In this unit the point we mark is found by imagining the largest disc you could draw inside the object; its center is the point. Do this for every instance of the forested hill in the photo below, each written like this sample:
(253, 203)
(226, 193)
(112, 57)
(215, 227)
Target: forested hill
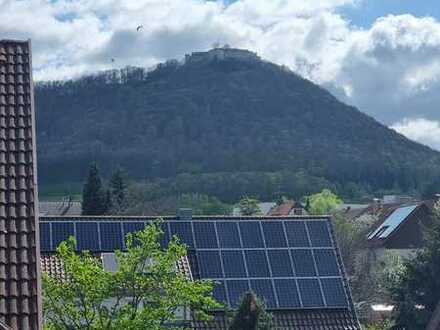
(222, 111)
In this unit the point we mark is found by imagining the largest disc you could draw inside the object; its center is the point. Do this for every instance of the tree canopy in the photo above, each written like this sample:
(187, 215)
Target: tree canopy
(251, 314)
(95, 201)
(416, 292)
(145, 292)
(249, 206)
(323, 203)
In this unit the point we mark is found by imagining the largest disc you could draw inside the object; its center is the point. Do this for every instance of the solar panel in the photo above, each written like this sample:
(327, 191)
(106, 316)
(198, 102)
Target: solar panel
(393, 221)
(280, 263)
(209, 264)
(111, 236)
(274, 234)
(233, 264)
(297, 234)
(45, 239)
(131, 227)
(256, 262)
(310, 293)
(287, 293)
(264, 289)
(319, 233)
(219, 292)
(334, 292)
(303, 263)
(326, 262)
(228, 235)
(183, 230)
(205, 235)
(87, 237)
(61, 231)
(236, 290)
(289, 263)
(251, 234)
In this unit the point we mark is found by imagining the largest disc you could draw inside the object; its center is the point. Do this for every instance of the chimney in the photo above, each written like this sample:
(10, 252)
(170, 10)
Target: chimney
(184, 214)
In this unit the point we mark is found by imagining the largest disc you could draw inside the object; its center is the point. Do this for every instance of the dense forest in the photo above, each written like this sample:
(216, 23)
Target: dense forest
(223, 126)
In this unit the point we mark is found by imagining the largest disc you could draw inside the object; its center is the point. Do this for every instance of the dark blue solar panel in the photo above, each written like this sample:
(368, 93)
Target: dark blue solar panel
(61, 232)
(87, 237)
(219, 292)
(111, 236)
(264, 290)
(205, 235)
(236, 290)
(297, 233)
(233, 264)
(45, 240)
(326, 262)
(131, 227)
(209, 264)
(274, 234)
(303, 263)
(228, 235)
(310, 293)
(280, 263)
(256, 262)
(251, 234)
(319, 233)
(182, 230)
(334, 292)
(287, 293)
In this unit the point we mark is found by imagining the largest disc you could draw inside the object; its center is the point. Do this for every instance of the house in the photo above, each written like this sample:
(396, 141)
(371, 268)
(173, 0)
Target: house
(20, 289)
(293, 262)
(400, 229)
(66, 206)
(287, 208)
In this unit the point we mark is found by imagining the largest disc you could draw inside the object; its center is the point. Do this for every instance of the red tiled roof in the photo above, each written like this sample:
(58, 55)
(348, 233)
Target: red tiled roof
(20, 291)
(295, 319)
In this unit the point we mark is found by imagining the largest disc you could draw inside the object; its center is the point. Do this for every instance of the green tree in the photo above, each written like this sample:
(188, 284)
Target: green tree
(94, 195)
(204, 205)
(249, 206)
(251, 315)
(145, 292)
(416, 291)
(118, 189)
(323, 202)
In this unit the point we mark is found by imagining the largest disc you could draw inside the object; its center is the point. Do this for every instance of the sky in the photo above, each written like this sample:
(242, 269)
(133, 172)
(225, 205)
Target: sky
* * *
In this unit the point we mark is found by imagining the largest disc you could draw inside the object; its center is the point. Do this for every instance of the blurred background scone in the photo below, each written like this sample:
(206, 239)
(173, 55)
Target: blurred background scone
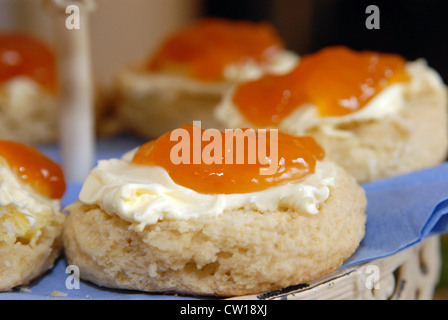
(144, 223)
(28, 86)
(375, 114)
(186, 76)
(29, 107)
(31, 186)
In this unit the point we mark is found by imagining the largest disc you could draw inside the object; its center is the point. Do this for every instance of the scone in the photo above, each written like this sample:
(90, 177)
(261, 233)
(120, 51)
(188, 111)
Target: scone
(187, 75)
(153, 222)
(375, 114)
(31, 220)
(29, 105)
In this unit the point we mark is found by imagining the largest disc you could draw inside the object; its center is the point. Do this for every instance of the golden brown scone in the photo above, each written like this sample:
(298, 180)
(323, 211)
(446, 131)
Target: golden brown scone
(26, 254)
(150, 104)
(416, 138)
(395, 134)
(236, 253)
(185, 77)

WHAT THE TASK ASKS
Look through the entries and find each line that has the string "below". Copy those lines.

SOLVED PROBLEM
In this unit the point we mark is found by imagining the largest disc you could draw inside the object; its center is the point. Do this for every instance of the forested hill in the photo below, each written like this sample:
In this unit the point we mark is found by imagining the largest disc you could draw inside the object; its center is the point. Do this for every instance of the blurred background scone in the photo below, each written like this sample:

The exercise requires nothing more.